#### Recorded information:

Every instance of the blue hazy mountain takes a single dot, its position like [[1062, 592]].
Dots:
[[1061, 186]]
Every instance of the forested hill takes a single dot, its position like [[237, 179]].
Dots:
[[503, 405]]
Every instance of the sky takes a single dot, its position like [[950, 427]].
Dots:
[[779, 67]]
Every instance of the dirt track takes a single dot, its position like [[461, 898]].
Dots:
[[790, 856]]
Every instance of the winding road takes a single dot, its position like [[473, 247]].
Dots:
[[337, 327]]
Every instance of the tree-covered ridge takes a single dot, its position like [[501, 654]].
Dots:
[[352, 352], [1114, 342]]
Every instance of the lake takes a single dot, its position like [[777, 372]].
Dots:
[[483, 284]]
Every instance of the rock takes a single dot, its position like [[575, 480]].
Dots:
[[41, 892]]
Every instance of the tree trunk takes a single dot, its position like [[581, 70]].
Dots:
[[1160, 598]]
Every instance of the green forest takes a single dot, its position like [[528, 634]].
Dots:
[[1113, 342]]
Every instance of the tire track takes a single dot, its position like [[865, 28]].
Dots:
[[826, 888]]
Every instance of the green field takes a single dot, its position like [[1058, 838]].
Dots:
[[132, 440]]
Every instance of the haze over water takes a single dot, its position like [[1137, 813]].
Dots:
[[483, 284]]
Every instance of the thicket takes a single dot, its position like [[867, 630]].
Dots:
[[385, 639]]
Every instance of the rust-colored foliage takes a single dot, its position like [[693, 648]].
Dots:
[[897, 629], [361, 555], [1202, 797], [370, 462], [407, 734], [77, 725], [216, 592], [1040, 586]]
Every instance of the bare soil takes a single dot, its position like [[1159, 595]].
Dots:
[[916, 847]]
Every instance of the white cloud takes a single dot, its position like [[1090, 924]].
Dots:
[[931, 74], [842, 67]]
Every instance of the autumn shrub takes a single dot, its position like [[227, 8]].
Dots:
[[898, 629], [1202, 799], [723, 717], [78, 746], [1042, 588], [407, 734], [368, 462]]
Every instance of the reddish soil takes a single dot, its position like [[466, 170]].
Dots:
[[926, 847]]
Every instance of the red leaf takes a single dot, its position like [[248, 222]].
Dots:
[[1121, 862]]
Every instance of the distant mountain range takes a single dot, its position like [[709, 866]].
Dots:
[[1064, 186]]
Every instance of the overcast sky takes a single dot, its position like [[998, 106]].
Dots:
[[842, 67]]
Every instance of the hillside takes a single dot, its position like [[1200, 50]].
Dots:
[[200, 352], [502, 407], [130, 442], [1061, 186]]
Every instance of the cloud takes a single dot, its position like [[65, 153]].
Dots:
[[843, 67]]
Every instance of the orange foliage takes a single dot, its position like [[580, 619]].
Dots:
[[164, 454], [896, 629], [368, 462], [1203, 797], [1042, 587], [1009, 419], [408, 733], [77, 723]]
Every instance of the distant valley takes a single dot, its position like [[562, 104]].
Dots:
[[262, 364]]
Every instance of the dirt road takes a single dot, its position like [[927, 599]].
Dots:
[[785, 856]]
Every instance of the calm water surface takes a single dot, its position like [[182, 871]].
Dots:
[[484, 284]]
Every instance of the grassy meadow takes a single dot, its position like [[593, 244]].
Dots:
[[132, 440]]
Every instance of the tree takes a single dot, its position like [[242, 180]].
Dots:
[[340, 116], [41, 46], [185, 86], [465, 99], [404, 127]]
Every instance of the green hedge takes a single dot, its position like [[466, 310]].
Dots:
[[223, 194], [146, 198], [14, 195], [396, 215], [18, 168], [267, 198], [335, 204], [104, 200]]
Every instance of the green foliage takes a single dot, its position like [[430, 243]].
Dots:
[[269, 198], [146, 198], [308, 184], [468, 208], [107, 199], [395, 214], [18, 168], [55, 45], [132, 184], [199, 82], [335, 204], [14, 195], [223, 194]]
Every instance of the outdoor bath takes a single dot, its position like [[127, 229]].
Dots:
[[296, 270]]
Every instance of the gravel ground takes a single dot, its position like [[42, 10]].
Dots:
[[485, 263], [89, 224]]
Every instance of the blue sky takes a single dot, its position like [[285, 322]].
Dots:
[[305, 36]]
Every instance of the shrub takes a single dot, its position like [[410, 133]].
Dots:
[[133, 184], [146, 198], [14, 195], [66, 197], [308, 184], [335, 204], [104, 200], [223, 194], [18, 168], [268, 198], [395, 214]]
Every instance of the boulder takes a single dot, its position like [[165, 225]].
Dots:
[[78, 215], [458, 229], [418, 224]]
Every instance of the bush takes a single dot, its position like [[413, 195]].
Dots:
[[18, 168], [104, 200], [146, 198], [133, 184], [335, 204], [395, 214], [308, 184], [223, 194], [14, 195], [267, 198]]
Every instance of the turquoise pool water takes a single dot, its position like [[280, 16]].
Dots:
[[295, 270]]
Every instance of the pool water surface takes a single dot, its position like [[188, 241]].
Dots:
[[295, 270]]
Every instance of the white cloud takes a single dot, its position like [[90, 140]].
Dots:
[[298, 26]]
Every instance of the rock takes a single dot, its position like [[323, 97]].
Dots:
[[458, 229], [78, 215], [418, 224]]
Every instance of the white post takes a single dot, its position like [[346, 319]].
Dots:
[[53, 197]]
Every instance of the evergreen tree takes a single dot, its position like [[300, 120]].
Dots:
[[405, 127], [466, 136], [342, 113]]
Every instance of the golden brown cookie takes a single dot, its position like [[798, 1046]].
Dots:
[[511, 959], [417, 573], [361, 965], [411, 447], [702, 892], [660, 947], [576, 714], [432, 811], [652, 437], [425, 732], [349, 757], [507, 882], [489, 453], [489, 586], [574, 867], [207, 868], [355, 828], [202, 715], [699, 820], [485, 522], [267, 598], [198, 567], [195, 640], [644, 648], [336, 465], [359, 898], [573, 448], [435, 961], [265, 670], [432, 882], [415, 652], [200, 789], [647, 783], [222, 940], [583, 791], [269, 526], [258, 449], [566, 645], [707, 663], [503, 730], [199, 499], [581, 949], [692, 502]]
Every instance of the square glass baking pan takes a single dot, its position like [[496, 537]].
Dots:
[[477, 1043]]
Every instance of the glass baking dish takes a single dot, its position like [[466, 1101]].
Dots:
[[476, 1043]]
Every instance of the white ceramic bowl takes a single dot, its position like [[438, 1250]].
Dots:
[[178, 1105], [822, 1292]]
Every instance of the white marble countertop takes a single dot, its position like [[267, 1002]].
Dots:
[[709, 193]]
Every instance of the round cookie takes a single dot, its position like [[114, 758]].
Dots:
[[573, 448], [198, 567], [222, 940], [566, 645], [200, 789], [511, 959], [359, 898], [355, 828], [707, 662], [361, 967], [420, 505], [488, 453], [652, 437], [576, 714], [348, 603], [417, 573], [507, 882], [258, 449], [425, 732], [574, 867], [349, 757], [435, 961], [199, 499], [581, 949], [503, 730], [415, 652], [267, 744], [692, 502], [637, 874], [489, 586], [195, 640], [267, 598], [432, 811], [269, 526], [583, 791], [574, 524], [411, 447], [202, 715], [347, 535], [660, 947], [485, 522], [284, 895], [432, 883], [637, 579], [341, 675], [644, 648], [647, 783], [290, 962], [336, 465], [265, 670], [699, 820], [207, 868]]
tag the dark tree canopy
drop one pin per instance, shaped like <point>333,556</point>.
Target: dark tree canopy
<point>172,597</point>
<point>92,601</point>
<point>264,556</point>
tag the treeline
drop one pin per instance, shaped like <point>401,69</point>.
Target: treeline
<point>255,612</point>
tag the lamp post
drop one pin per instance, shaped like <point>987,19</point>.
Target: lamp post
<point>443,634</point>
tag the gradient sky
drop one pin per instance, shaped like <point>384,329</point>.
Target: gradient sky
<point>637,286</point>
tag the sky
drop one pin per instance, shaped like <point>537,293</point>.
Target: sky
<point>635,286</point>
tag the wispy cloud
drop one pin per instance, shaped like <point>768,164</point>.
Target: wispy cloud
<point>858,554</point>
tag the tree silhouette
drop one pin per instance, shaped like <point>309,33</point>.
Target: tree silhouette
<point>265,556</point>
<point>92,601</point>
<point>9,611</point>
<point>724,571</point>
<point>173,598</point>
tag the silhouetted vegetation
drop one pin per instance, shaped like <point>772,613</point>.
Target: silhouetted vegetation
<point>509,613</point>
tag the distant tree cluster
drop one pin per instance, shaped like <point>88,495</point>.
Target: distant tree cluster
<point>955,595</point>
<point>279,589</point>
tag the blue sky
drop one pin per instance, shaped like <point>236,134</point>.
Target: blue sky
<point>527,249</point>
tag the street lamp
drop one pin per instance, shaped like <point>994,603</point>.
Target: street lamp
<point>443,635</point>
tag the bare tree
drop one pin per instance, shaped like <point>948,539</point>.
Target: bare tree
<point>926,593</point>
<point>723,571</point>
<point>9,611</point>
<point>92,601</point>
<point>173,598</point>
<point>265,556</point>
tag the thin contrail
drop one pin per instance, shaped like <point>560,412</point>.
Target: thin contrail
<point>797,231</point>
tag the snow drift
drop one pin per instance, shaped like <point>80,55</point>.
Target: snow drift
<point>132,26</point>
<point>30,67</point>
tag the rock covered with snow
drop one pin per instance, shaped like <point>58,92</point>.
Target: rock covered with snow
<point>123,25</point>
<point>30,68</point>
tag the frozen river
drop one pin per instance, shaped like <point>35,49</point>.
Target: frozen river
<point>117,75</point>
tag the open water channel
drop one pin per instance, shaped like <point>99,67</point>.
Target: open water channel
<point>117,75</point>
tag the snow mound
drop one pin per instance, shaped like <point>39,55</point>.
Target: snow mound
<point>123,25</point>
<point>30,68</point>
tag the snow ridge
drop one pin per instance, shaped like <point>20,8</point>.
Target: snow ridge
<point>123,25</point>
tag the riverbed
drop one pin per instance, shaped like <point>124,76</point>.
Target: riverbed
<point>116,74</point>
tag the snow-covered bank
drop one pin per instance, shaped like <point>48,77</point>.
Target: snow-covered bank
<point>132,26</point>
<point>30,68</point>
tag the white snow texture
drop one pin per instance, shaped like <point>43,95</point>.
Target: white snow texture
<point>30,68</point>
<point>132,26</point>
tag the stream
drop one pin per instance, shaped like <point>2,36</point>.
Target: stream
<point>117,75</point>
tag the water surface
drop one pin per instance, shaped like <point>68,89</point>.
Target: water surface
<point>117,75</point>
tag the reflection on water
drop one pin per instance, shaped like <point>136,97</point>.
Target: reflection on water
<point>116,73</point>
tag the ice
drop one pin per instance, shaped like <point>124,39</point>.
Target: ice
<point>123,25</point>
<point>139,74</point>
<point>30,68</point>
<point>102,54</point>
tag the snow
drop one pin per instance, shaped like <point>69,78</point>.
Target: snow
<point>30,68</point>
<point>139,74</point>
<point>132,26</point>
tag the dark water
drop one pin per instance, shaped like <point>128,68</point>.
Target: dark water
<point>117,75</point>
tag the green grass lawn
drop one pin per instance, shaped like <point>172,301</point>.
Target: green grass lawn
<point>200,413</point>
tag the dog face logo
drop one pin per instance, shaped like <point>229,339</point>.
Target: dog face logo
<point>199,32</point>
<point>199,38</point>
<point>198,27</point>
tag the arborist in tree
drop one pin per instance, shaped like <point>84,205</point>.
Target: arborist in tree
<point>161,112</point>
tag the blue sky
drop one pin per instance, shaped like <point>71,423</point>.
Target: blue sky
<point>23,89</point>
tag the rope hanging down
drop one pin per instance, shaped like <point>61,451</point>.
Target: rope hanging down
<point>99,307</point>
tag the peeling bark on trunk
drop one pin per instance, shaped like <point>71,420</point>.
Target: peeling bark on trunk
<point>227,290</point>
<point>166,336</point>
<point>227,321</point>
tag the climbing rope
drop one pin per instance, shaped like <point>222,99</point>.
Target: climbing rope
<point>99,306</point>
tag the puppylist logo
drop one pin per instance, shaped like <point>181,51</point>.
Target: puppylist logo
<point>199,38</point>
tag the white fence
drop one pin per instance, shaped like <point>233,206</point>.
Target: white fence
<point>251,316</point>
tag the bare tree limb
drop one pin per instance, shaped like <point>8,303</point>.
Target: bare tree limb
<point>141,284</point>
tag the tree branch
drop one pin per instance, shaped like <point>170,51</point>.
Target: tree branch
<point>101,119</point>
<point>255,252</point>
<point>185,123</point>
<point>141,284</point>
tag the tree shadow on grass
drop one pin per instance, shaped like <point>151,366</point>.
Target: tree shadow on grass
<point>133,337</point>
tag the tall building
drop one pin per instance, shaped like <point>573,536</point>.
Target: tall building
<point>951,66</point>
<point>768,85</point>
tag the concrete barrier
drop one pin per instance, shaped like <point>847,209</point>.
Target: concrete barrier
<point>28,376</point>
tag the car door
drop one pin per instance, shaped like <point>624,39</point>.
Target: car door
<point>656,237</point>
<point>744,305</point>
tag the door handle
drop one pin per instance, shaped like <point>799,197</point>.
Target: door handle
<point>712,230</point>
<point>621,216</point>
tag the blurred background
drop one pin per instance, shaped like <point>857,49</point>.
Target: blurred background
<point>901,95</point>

#### What the exercise asks:
A single number is required: the count of lines in the data above that include the string "soil".

#### Exercise response:
2